EXERCISE AIM: State how many lines in the rows below contain the string "dark". Give only the number.

Location annotation dataset excerpts:
= = = = =

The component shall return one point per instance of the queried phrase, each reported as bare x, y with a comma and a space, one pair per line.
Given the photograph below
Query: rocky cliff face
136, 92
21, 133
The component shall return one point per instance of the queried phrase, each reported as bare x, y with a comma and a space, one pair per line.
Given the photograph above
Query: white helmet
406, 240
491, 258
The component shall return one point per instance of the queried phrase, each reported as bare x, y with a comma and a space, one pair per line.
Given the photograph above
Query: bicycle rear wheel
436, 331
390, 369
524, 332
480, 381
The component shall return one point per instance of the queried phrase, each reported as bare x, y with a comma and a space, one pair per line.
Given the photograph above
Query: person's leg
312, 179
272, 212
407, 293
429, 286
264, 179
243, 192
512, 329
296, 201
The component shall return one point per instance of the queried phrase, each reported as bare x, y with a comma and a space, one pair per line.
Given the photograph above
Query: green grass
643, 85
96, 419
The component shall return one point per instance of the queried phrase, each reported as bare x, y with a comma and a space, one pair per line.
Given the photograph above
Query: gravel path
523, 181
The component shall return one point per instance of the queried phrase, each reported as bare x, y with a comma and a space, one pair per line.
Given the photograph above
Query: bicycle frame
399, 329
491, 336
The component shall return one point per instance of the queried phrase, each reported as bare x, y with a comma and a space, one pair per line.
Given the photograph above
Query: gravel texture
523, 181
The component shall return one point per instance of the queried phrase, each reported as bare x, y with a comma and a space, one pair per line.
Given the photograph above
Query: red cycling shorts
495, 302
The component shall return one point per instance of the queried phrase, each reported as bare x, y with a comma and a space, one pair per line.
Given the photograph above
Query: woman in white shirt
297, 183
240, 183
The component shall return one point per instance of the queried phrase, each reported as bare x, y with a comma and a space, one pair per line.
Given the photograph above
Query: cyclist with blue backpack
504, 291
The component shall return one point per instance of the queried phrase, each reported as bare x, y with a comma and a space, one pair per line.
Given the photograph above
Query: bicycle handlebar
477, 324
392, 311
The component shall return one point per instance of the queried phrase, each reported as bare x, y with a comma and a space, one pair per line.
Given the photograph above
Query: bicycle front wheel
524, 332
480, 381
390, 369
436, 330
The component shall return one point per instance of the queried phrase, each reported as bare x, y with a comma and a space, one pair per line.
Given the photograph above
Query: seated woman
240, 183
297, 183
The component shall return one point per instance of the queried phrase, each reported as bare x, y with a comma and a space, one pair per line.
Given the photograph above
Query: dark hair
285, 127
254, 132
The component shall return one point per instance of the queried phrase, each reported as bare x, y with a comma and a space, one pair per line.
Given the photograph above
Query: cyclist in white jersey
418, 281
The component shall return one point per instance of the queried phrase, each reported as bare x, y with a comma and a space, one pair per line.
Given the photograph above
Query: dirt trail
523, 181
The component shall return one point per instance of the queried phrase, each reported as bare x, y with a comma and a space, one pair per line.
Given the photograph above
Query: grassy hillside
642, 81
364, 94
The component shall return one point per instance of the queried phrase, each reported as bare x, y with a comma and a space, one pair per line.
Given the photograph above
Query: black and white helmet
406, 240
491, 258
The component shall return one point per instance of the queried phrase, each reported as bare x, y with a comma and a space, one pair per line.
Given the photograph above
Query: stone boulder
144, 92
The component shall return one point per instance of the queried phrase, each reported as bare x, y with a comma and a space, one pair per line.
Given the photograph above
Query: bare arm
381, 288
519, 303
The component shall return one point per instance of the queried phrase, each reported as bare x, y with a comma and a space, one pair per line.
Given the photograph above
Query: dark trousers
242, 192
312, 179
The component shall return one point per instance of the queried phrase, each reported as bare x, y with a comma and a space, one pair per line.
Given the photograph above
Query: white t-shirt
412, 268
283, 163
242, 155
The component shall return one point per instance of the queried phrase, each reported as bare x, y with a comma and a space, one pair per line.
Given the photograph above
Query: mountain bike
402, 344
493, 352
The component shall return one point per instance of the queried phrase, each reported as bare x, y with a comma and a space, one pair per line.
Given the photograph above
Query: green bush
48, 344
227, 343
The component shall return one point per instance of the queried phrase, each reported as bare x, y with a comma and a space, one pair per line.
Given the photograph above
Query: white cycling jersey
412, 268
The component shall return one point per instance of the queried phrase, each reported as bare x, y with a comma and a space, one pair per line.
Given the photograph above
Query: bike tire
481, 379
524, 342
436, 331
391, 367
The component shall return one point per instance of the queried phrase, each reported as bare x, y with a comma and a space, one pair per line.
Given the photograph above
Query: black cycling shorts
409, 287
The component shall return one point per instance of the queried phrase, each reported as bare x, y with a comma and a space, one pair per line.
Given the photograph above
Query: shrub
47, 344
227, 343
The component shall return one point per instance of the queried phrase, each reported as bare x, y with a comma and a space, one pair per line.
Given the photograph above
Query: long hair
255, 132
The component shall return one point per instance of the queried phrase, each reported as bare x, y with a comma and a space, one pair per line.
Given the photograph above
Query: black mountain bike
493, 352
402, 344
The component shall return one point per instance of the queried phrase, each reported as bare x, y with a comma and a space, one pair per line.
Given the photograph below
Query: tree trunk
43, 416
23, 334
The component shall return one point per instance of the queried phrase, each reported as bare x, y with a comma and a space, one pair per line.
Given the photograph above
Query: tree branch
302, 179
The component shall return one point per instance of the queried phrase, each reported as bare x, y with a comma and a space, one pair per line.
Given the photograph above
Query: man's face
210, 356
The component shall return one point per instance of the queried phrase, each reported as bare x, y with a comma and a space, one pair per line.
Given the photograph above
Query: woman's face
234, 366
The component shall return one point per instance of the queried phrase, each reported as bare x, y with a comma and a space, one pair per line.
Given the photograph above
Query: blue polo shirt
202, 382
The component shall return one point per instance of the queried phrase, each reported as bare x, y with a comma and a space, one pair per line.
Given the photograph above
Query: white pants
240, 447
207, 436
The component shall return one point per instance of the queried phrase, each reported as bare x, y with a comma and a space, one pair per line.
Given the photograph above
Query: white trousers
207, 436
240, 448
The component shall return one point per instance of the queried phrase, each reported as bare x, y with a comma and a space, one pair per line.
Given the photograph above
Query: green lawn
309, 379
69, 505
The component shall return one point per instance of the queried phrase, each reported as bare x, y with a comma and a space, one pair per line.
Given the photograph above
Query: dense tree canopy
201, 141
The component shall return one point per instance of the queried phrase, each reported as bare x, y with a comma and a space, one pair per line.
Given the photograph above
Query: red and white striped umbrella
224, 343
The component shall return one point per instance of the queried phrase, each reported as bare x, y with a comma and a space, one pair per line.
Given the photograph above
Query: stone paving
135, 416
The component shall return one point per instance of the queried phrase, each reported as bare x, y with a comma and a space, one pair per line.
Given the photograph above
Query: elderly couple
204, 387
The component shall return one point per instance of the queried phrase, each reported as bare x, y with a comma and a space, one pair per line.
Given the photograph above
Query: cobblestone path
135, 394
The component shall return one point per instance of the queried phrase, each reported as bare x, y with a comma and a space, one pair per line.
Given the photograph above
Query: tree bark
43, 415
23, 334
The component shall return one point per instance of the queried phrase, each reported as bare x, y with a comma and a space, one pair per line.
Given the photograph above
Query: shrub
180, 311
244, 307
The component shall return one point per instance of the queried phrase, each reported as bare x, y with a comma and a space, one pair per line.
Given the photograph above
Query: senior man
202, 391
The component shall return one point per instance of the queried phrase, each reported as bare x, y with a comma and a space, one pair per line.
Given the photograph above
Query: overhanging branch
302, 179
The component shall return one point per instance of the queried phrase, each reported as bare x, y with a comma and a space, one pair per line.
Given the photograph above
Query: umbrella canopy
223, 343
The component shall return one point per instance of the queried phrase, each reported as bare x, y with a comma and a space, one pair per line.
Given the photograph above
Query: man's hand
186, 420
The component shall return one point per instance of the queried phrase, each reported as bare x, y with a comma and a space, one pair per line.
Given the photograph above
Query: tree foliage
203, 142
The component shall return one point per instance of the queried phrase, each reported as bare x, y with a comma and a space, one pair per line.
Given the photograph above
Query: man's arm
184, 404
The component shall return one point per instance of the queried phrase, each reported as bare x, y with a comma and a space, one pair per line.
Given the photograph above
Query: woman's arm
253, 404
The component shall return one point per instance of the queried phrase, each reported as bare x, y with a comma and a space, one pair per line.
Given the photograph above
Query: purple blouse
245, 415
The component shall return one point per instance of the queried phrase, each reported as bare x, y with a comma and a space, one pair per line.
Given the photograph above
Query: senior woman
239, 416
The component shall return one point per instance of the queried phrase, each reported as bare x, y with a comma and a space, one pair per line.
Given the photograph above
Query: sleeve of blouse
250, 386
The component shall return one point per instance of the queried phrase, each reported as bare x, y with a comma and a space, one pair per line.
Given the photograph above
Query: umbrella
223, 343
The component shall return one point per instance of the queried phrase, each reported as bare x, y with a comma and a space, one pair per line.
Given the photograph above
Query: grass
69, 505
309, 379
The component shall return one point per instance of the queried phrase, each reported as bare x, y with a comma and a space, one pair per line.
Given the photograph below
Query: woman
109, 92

= = = = =

RESULT OF THE TASK: 2